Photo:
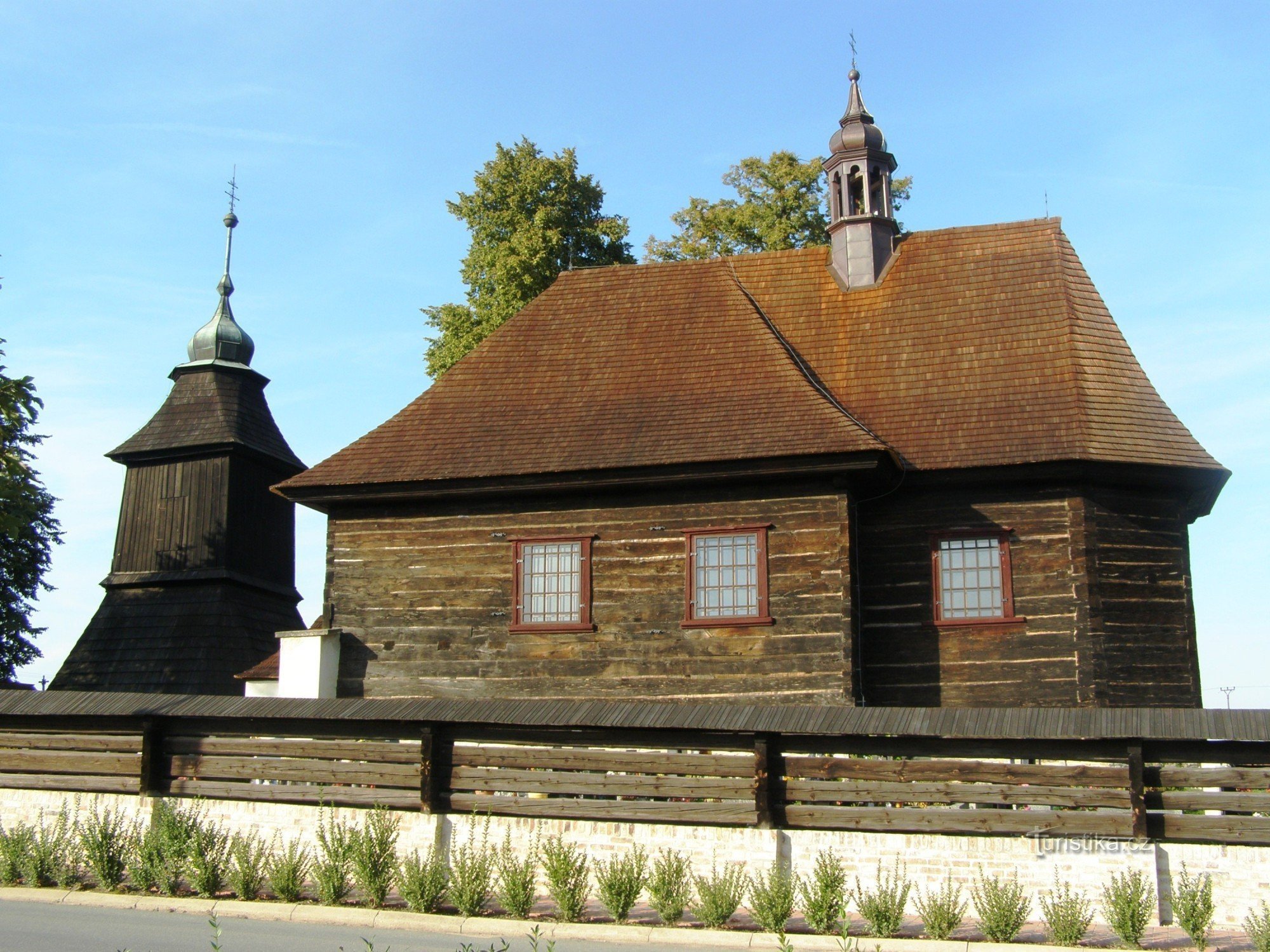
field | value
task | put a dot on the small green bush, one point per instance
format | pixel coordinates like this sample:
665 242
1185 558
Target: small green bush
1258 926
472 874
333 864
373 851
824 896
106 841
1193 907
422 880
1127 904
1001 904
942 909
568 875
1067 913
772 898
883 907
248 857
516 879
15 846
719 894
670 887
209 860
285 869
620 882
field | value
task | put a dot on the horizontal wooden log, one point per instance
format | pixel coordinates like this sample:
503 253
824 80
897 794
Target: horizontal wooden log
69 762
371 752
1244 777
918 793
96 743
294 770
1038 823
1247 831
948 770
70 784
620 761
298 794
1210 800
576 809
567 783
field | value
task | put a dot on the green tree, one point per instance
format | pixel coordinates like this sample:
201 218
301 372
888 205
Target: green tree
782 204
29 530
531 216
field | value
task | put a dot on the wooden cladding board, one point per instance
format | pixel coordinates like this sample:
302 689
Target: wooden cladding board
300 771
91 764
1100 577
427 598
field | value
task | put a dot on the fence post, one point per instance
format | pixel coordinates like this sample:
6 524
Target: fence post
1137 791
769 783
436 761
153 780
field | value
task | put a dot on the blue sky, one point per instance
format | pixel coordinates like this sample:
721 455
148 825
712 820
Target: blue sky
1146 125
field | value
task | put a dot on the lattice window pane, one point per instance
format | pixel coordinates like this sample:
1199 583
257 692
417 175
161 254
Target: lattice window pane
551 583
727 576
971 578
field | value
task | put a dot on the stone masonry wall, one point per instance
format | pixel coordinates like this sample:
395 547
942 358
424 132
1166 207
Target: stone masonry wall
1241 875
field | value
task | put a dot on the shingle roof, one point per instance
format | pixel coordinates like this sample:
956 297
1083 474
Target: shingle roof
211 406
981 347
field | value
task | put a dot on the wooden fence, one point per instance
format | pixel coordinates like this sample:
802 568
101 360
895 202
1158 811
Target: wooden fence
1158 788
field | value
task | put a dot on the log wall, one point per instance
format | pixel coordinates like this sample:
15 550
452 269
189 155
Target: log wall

◆ ◆ ◆

For each line of the material that contains "task", return a copy.

task | put a dot on the small green bush, one point per instance
task | put a dot on the horizontal wooden log, one point per instance
task | put a dot on the green tree, one point per instance
task | put a dot on the wooden cladding board, one point per instance
task | put a dot on the fence post, one point per instance
task | put a dot on the blue sky, one point per instance
task | put a dot on the lattice window pane, one point per instance
task | put a dot on the stone masonry wall, one point per instance
task | put a dot on the shingle roof, one point per instance
task | put a dot on the wooden fence, one point per instance
task | put a dot on the log wall, one point per instance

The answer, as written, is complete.